> DIRECTIONS
Starting with the first line of the data below and going on through the line with "[469,125,516,145]", print every line word for word. Leave the pictures out.
[START]
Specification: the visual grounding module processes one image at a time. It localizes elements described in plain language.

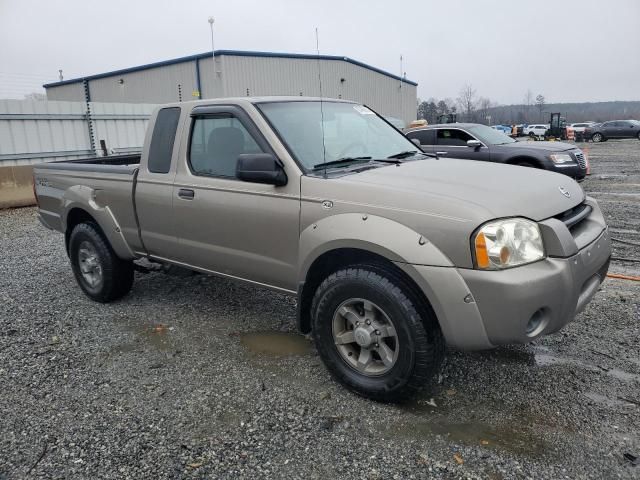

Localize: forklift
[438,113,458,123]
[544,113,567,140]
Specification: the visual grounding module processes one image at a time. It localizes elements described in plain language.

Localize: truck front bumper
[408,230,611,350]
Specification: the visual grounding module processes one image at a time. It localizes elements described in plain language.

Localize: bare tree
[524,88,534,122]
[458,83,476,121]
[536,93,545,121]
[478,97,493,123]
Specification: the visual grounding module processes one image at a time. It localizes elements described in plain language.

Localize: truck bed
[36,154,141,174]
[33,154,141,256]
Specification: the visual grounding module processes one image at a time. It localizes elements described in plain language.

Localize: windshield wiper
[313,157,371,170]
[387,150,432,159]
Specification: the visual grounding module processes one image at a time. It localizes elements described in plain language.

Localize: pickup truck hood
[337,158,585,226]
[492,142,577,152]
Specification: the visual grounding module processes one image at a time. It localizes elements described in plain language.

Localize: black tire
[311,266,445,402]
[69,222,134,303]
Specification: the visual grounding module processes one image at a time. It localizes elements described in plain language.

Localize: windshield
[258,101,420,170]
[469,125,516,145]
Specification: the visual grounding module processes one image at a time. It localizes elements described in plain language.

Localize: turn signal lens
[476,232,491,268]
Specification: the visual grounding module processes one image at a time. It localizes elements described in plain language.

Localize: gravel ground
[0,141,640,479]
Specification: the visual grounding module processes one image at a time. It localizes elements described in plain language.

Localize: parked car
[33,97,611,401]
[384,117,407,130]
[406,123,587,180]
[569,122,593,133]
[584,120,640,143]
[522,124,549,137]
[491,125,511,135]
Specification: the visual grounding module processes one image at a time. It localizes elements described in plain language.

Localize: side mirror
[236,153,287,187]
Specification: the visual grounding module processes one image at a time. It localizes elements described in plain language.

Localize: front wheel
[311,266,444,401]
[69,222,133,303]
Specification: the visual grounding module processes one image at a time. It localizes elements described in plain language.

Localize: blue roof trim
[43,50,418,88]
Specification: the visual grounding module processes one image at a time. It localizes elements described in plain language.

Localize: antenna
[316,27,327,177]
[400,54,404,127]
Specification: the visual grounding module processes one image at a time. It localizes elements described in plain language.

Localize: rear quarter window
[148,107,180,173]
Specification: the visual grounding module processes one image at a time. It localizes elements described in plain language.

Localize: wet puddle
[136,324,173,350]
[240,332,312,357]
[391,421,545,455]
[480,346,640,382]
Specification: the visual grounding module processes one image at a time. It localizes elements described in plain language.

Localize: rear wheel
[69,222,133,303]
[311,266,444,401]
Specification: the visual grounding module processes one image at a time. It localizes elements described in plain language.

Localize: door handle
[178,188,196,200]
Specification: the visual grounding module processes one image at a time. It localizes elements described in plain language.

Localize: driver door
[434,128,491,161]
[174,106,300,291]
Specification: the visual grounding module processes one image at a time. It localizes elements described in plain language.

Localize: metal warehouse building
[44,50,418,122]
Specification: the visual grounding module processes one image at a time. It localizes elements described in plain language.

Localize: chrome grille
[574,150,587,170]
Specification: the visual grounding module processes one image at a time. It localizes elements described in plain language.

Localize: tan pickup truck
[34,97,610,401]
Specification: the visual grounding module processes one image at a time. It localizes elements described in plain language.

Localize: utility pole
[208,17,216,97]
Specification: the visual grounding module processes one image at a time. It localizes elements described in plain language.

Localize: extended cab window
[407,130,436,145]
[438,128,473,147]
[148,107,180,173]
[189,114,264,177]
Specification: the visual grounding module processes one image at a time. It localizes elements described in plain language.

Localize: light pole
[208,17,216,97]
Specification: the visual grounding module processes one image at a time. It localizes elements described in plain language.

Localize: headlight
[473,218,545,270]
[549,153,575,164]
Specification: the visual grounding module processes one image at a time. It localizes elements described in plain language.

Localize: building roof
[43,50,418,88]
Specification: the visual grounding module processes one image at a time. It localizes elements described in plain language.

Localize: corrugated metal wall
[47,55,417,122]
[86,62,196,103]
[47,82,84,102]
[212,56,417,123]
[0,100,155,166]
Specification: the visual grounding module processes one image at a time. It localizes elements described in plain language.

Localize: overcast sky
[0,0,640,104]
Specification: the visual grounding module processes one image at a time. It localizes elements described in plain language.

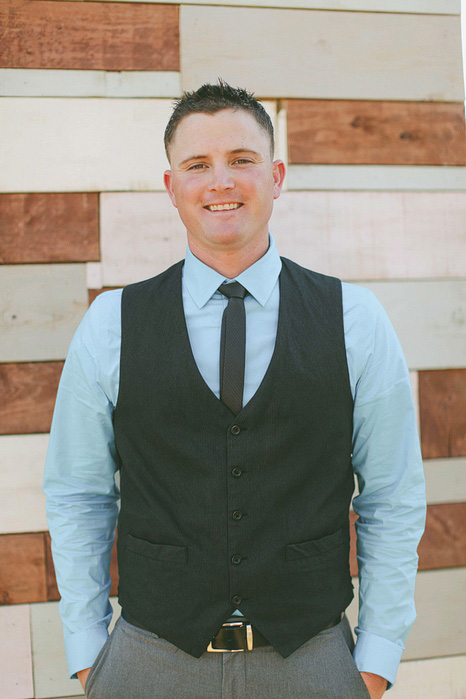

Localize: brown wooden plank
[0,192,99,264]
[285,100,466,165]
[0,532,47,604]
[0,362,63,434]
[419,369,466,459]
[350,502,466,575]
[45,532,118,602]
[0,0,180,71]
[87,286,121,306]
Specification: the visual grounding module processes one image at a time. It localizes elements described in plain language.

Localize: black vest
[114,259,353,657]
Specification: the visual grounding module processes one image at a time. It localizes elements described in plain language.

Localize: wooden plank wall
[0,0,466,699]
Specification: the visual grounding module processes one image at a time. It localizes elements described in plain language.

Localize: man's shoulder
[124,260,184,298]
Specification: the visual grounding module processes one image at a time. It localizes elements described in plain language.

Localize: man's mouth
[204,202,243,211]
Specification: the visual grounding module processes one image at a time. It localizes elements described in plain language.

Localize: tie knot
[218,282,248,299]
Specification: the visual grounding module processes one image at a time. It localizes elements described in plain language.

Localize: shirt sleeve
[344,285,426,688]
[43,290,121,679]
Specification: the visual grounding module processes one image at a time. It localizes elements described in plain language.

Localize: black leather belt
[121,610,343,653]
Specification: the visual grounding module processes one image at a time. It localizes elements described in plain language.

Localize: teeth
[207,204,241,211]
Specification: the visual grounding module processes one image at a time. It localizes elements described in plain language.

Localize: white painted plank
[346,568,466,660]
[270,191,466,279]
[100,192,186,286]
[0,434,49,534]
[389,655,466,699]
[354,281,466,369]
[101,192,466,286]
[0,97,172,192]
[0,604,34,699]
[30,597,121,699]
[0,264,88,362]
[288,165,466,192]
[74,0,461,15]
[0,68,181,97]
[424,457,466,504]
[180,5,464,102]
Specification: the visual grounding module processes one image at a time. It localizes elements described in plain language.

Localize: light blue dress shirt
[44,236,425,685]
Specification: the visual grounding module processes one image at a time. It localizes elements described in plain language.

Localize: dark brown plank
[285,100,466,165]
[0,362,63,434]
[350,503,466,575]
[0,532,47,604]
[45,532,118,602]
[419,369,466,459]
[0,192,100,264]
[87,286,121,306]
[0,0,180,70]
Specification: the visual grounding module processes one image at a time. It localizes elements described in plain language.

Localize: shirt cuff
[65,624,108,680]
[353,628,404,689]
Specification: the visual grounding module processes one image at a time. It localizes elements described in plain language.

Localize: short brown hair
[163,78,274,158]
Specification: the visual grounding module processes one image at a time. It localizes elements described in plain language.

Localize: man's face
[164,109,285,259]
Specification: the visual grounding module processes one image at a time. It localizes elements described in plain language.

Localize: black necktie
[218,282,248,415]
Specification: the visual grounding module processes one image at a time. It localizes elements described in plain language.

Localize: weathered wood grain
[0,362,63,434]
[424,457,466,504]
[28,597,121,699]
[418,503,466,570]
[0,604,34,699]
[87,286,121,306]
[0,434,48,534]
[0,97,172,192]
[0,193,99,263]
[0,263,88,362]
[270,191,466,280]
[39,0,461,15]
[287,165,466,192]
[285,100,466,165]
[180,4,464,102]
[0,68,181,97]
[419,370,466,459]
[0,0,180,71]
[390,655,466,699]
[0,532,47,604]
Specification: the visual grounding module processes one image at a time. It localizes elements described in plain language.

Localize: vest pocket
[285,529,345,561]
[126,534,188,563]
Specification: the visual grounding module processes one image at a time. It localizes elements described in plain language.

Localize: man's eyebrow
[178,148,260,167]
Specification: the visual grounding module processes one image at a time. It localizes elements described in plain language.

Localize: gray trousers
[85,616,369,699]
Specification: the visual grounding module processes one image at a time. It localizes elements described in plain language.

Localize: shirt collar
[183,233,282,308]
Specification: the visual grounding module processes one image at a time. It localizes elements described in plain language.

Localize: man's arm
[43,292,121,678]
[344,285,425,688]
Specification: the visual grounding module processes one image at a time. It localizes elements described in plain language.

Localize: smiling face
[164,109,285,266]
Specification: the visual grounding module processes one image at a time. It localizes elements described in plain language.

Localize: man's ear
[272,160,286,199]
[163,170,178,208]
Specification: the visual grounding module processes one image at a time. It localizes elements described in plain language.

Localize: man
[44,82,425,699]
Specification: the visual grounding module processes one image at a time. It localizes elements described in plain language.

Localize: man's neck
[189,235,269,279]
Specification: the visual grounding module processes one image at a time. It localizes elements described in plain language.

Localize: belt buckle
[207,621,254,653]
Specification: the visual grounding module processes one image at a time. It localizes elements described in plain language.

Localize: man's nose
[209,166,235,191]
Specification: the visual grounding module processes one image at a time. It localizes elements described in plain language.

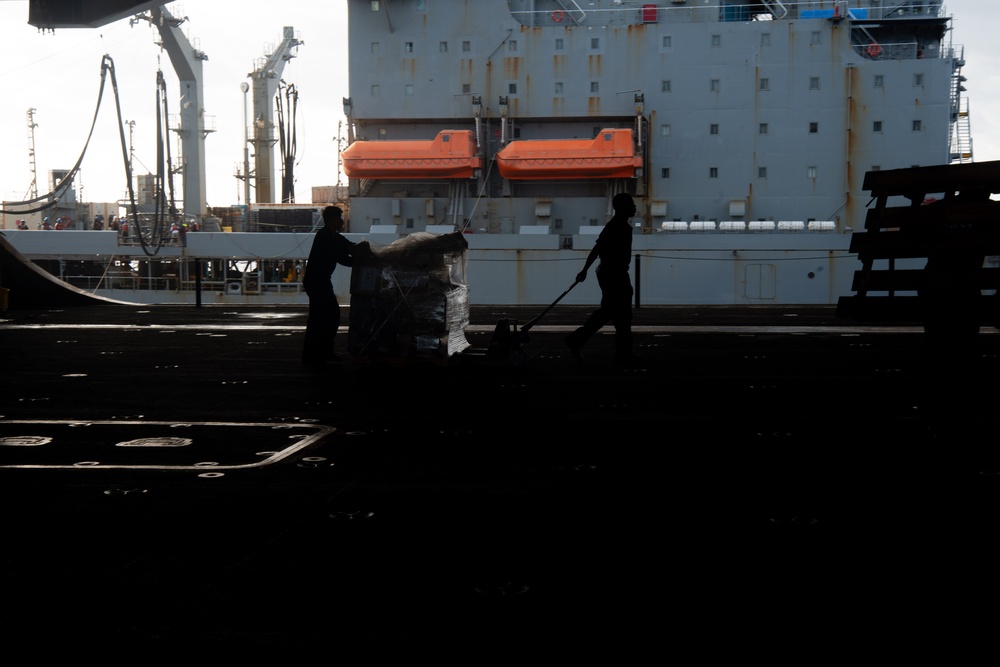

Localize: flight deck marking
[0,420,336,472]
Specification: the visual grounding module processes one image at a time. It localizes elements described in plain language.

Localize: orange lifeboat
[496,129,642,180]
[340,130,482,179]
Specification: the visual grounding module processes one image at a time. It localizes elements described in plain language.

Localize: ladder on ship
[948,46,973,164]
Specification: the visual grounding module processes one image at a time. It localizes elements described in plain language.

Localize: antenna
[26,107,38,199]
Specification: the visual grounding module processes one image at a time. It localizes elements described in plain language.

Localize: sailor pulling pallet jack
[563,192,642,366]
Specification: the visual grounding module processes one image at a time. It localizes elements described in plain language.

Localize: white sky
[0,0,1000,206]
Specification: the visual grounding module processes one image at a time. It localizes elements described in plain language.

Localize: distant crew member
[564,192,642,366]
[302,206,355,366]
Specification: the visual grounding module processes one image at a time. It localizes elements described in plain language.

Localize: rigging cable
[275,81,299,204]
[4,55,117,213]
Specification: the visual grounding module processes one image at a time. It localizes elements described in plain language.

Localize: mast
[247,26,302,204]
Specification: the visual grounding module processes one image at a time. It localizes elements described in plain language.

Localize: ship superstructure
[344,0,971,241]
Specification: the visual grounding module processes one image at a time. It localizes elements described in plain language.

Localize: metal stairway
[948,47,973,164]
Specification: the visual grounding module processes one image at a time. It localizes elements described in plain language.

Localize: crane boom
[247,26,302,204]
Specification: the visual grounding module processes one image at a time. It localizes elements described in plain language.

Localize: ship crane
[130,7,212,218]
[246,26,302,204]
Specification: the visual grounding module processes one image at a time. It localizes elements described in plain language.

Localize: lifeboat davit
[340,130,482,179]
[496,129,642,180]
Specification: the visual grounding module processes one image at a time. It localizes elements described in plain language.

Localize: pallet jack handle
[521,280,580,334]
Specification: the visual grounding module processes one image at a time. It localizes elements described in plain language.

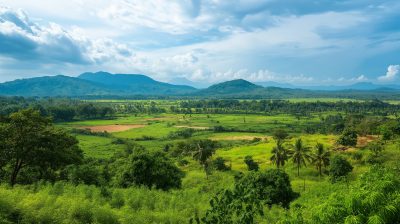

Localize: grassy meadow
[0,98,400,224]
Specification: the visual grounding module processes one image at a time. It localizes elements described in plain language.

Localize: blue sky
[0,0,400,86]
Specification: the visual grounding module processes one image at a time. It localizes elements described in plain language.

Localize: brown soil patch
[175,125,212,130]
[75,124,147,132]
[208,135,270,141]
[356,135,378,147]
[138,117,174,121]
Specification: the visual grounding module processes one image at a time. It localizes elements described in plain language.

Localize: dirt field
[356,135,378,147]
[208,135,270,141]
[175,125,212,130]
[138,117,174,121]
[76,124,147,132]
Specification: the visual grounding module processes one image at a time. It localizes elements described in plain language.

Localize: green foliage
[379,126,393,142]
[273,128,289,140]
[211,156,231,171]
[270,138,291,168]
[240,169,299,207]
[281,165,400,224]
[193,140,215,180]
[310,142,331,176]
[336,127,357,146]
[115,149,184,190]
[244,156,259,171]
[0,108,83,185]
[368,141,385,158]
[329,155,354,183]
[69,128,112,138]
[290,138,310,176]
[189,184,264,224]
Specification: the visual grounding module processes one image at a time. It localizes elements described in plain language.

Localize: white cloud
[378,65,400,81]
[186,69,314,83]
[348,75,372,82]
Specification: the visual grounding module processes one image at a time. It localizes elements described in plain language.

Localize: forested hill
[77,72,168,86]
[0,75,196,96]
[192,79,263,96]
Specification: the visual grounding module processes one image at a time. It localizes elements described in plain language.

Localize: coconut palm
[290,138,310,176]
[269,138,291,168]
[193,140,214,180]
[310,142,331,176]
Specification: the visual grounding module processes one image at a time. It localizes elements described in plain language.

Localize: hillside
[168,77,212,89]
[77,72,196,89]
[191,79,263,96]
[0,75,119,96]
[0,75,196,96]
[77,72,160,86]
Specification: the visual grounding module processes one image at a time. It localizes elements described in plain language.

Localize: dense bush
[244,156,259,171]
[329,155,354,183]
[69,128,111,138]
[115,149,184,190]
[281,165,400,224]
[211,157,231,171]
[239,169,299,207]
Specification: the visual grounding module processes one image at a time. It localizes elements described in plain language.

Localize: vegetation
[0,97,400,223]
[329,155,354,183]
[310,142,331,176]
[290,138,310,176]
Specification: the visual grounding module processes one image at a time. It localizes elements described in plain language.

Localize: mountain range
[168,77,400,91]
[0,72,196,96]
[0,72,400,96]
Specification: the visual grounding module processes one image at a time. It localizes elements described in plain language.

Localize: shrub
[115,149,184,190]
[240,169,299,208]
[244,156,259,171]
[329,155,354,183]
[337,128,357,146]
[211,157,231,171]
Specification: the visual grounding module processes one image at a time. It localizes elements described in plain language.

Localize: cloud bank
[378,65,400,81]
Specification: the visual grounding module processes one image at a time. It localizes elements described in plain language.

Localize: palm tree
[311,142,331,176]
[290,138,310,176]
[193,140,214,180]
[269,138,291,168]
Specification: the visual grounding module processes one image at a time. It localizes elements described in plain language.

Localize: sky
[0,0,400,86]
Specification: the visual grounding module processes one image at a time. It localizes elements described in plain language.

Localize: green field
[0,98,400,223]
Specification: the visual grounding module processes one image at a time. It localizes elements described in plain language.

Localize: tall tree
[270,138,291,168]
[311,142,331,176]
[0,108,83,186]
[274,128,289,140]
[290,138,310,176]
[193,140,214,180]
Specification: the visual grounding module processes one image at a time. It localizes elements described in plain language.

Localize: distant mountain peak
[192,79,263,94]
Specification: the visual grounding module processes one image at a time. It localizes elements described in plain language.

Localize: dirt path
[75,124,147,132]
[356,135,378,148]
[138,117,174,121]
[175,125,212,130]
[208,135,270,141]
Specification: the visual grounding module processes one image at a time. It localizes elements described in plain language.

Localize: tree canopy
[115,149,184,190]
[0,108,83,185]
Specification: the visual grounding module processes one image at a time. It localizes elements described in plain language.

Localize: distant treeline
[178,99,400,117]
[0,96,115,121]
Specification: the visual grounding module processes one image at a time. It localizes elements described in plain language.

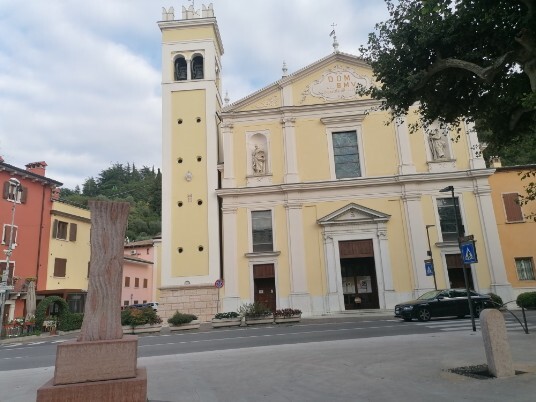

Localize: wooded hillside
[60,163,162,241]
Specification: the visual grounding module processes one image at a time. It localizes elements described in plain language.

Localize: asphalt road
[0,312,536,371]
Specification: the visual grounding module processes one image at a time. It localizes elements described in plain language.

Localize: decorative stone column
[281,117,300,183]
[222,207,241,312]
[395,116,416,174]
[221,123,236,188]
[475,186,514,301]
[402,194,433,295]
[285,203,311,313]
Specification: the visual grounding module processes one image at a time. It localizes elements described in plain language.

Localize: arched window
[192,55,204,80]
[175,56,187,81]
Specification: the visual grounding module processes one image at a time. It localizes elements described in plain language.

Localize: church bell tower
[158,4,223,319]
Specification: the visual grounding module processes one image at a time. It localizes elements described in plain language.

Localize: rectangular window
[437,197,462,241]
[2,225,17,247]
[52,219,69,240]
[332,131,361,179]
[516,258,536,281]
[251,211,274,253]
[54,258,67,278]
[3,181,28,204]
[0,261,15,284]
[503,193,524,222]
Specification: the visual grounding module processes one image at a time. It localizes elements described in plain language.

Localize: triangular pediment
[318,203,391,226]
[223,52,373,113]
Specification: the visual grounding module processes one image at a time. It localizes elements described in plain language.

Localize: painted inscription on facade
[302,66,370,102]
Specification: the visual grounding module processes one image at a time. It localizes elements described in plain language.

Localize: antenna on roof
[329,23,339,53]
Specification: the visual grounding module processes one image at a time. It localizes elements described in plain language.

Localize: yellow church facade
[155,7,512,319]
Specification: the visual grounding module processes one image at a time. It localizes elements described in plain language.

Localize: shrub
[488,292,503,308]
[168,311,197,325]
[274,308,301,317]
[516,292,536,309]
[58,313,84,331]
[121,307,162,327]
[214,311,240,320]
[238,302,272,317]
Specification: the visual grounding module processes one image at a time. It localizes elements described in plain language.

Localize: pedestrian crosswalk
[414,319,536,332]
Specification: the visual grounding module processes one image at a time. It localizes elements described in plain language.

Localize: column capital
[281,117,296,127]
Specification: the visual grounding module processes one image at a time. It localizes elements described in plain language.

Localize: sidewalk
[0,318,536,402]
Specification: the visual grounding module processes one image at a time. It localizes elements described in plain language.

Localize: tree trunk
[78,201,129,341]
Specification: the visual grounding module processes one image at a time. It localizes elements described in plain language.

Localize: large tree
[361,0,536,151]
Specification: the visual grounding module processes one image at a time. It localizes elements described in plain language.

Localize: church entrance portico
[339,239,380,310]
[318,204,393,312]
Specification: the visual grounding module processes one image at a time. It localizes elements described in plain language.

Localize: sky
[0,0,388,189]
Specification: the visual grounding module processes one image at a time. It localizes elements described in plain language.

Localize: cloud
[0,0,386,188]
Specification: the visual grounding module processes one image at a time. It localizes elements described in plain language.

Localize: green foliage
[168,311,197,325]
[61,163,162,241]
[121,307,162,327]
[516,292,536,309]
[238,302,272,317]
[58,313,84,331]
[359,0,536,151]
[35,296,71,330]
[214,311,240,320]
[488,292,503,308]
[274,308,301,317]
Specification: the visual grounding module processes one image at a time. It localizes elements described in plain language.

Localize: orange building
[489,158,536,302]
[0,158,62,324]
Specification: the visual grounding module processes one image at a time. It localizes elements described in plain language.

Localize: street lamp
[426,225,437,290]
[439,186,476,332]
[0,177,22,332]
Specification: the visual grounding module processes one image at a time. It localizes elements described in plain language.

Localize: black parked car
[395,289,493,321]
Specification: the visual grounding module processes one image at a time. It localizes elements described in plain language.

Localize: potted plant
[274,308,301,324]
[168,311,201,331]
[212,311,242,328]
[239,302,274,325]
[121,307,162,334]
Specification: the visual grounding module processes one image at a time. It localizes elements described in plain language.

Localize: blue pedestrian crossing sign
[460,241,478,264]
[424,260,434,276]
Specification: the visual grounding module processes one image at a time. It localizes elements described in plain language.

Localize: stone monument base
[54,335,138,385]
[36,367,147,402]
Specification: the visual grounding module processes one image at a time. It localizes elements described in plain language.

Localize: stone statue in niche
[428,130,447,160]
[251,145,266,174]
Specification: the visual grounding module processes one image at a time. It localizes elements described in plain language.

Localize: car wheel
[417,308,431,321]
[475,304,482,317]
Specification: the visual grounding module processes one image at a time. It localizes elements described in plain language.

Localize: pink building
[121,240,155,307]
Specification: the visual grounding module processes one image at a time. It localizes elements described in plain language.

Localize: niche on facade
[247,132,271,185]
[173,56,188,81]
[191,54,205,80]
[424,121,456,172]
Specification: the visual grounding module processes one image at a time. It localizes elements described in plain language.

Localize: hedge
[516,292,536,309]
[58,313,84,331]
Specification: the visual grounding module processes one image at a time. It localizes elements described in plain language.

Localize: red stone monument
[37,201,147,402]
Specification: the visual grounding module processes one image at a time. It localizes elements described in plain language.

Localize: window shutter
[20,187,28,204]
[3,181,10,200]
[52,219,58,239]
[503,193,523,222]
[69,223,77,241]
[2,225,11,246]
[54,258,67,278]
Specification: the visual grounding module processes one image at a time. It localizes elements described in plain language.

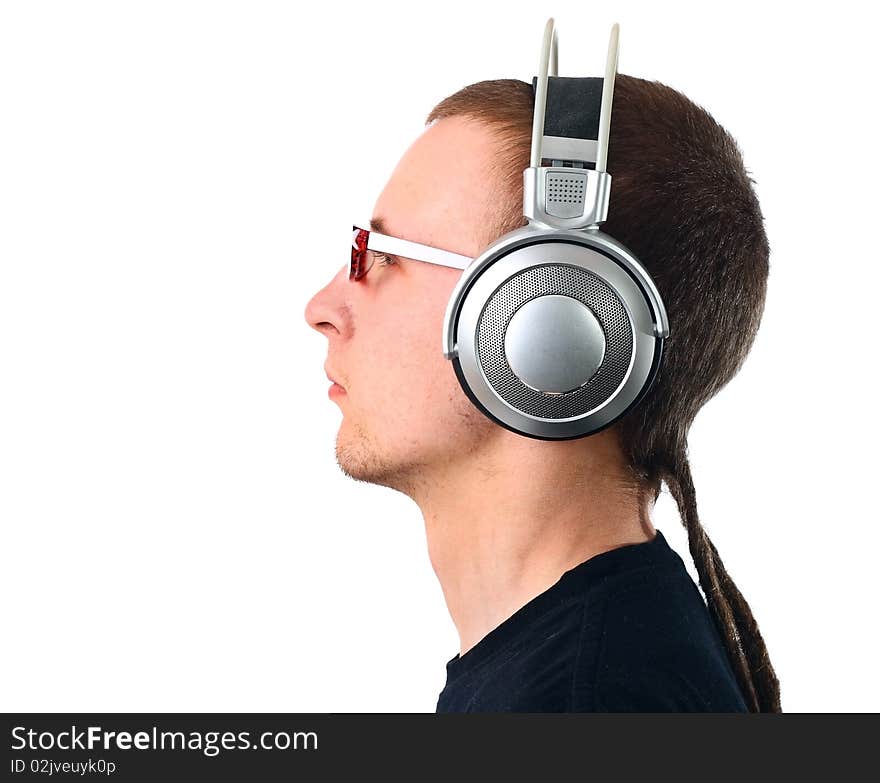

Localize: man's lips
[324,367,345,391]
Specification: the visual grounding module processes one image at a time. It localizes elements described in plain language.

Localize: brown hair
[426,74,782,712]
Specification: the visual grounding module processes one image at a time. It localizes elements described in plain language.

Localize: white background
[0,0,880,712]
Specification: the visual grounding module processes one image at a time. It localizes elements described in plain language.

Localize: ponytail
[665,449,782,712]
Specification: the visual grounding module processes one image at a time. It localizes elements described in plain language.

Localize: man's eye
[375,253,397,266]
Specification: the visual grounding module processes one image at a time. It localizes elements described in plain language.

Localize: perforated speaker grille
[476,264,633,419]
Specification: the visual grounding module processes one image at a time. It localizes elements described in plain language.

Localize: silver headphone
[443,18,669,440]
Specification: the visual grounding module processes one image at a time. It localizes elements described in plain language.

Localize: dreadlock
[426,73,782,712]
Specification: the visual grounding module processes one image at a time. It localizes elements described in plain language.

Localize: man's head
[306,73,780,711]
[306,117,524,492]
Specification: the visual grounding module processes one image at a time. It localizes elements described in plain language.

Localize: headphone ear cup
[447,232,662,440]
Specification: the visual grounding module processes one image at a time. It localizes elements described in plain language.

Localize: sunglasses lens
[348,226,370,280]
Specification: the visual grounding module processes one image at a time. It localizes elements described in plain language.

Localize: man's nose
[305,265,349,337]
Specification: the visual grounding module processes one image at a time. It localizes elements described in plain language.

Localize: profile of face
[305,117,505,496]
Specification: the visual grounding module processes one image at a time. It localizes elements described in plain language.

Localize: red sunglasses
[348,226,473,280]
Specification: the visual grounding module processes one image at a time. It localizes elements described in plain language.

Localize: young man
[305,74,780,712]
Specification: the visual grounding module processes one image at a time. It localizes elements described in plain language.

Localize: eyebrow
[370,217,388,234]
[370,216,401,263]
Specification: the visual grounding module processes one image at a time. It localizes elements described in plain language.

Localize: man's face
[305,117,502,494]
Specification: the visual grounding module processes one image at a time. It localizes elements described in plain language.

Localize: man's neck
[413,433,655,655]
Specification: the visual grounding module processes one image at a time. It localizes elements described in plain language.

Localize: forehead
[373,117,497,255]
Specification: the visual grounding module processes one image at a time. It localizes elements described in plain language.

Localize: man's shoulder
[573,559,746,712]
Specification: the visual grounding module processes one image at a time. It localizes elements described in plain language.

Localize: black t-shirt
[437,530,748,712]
[END]
> RESPONSE FOR THIS EXERCISE
Specification: the visual grounding module processes one image at a time. It localizes elements described in plain language.


Localize: forklift
[438,113,458,123]
[544,113,567,140]
Specification: the visual grounding module processes one image at a time. It localizes elements described in plain language.

Localize: truck front bumper
[408,230,611,350]
Specification: the visual grounding module processes one image at a time. It localizes elements described in plain language.

Localize: bare tree
[524,88,534,122]
[458,83,476,121]
[536,93,545,121]
[478,97,493,123]
Specification: the visual grounding module processes one image at a time. It localizes elements described in plain language.

Localize: truck bed
[36,154,141,174]
[33,154,141,256]
Specification: the visual grounding module processes one image at a time. It localizes elements described in plain language.

Localize: windshield wiper
[313,157,371,170]
[387,150,432,159]
Specification: the visual grounding module processes one image at a time. It localizes elements described in plain language.

Localize: pickup truck hood
[337,158,585,226]
[492,142,577,152]
Specification: the visual grounding module processes one image at a time. It localizes elements described in plain language.

Localize: black tire
[311,266,445,402]
[69,222,134,303]
Specification: the visual grounding module processes one image at a time. It localizes elements described in plain language.

Localize: windshield
[258,101,420,170]
[469,125,516,145]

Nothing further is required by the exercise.